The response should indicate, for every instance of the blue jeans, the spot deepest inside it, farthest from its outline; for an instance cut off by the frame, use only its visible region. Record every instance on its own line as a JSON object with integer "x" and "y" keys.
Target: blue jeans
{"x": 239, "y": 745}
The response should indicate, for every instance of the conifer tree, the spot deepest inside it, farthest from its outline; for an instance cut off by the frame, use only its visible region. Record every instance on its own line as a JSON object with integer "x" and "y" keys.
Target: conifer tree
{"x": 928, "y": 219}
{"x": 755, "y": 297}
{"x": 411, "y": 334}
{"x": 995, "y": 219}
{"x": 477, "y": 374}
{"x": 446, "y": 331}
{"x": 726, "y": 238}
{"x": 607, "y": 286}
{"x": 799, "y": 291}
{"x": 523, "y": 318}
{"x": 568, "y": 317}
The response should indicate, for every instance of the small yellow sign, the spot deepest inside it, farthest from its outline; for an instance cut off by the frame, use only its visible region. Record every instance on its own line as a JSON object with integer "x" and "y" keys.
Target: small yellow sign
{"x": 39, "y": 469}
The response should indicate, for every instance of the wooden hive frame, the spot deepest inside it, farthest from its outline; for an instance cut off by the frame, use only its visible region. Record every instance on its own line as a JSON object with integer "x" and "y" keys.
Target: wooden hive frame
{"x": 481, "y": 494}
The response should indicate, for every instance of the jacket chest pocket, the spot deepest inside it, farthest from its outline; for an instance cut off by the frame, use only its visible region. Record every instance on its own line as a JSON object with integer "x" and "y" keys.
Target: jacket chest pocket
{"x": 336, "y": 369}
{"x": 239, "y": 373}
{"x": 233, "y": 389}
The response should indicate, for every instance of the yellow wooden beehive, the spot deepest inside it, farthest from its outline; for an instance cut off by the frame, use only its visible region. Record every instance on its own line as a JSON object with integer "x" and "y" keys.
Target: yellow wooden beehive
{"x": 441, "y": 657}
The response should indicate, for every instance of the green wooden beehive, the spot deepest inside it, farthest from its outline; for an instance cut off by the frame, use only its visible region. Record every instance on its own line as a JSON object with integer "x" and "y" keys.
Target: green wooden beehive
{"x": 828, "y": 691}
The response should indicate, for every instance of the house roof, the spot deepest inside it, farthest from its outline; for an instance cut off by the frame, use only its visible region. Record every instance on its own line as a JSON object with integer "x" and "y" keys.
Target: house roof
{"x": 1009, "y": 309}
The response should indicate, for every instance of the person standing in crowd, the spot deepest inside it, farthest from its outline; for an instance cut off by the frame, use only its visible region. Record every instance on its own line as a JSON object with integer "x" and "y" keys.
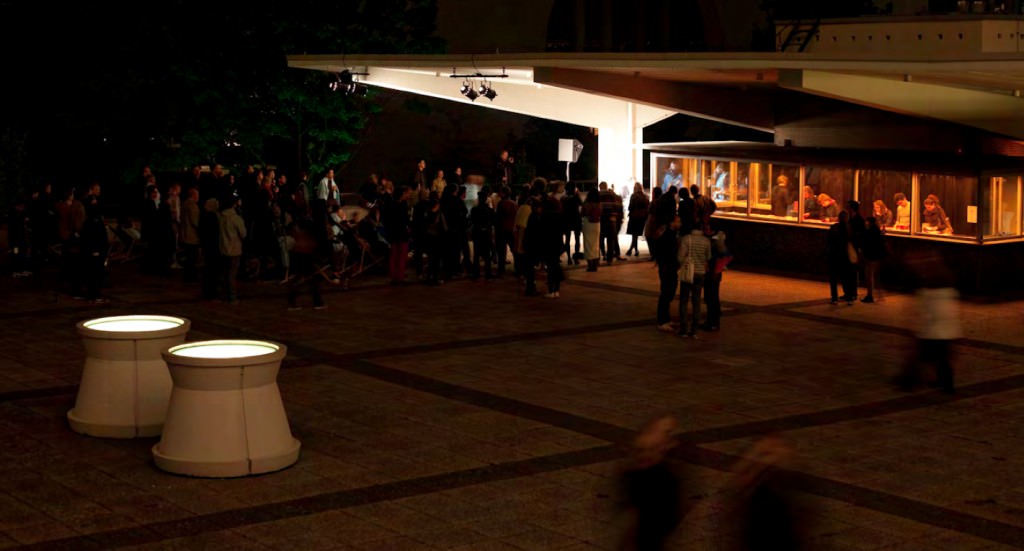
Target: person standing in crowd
{"x": 396, "y": 229}
{"x": 571, "y": 207}
{"x": 523, "y": 264}
{"x": 174, "y": 209}
{"x": 592, "y": 213}
{"x": 840, "y": 255}
{"x": 17, "y": 239}
{"x": 327, "y": 195}
{"x": 550, "y": 246}
{"x": 687, "y": 209}
{"x": 209, "y": 241}
{"x": 782, "y": 200}
{"x": 720, "y": 258}
{"x": 456, "y": 239}
{"x": 665, "y": 212}
{"x": 873, "y": 249}
{"x": 419, "y": 182}
{"x": 232, "y": 234}
{"x": 189, "y": 235}
{"x": 882, "y": 214}
{"x": 651, "y": 488}
{"x": 902, "y": 221}
{"x": 704, "y": 208}
{"x": 693, "y": 248}
{"x": 305, "y": 249}
{"x": 505, "y": 230}
{"x": 503, "y": 169}
{"x": 667, "y": 247}
{"x": 435, "y": 230}
{"x": 94, "y": 247}
{"x": 812, "y": 209}
{"x": 481, "y": 223}
{"x": 611, "y": 216}
{"x": 71, "y": 217}
{"x": 438, "y": 184}
{"x": 672, "y": 177}
{"x": 639, "y": 208}
{"x": 938, "y": 319}
{"x": 42, "y": 223}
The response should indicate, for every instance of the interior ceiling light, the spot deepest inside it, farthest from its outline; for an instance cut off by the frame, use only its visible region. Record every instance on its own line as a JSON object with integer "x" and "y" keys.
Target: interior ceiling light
{"x": 484, "y": 89}
{"x": 467, "y": 90}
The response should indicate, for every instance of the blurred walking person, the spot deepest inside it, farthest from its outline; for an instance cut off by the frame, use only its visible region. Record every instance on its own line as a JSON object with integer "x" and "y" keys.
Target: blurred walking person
{"x": 763, "y": 502}
{"x": 652, "y": 489}
{"x": 938, "y": 316}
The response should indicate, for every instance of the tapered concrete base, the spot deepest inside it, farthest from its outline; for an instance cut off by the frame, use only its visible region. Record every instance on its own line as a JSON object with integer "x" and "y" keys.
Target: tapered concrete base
{"x": 225, "y": 416}
{"x": 125, "y": 383}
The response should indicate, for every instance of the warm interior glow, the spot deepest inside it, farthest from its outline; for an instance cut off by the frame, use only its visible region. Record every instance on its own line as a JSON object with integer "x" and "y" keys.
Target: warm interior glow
{"x": 224, "y": 349}
{"x": 134, "y": 324}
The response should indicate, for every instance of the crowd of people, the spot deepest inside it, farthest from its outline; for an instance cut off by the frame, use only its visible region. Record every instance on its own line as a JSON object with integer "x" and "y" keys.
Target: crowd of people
{"x": 215, "y": 227}
{"x": 691, "y": 256}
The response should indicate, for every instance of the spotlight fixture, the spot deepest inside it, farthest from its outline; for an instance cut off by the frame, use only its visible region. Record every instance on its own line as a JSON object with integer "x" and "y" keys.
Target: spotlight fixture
{"x": 467, "y": 90}
{"x": 484, "y": 88}
{"x": 345, "y": 82}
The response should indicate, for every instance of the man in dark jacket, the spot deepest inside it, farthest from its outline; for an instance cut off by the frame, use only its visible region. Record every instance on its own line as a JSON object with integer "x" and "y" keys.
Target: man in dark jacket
{"x": 396, "y": 228}
{"x": 94, "y": 247}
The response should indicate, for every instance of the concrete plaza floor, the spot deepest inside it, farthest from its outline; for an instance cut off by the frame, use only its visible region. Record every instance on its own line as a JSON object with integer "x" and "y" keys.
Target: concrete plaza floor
{"x": 470, "y": 417}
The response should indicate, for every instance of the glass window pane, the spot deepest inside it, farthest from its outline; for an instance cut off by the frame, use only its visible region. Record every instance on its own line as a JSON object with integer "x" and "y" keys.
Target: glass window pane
{"x": 783, "y": 194}
{"x": 1003, "y": 201}
{"x": 667, "y": 171}
{"x": 887, "y": 196}
{"x": 950, "y": 205}
{"x": 731, "y": 188}
{"x": 825, "y": 192}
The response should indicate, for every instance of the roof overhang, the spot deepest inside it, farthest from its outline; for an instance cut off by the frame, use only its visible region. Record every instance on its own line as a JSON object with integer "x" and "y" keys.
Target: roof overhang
{"x": 980, "y": 90}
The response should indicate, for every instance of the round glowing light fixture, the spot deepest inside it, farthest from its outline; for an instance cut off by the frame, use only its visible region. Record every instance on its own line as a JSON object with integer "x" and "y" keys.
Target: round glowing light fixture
{"x": 133, "y": 324}
{"x": 225, "y": 417}
{"x": 125, "y": 384}
{"x": 224, "y": 349}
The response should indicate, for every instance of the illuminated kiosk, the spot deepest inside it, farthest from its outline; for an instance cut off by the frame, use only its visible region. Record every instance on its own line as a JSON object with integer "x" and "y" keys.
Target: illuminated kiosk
{"x": 125, "y": 383}
{"x": 225, "y": 417}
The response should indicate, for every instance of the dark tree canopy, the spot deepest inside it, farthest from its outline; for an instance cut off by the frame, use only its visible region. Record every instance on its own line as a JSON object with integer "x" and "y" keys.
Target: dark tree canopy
{"x": 185, "y": 82}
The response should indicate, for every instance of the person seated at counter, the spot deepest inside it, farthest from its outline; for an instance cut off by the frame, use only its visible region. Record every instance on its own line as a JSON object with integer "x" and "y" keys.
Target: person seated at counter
{"x": 829, "y": 209}
{"x": 782, "y": 201}
{"x": 812, "y": 211}
{"x": 882, "y": 214}
{"x": 934, "y": 219}
{"x": 902, "y": 222}
{"x": 720, "y": 192}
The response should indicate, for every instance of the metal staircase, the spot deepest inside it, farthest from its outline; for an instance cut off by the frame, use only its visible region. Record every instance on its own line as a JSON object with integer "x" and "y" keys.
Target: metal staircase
{"x": 795, "y": 36}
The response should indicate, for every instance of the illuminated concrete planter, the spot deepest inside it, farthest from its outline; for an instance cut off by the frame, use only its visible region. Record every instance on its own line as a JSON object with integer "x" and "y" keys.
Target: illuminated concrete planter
{"x": 225, "y": 417}
{"x": 125, "y": 383}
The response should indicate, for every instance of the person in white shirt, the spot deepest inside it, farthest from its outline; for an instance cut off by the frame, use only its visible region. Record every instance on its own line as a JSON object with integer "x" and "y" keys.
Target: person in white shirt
{"x": 328, "y": 188}
{"x": 327, "y": 195}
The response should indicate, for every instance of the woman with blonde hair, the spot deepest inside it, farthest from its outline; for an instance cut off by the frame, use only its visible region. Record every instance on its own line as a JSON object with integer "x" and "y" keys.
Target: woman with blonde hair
{"x": 639, "y": 208}
{"x": 882, "y": 214}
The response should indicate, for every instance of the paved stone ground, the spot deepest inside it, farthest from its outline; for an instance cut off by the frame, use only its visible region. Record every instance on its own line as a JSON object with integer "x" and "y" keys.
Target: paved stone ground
{"x": 470, "y": 417}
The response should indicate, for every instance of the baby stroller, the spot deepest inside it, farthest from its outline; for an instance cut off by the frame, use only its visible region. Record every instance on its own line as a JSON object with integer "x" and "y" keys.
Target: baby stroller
{"x": 124, "y": 240}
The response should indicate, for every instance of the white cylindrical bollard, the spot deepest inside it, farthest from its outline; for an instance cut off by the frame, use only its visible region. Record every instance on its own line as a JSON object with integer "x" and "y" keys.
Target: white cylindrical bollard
{"x": 125, "y": 383}
{"x": 225, "y": 417}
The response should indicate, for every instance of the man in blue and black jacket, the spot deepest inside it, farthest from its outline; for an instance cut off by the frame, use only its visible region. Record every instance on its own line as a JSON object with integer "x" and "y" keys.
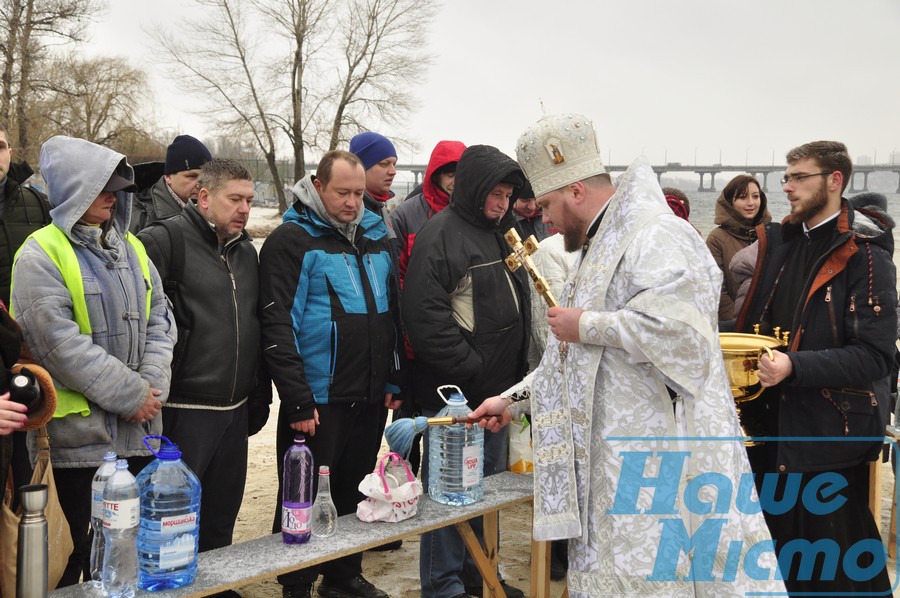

• [INSTRUCTIONS TO FOLLOW] Select and copy each line of the records above that contains the word "paved", matching its case exactly.

• [SOLUTION TO THE EXERCISE]
The response should indicate, for every instance of the paved stone ground, the spot deepest inside it, farthest from its outline; for an instance cut off by the frame, use only its visible region. Record every instance on its own line as a JSON object with integer "x" and "y" keys.
Target: paved stone ground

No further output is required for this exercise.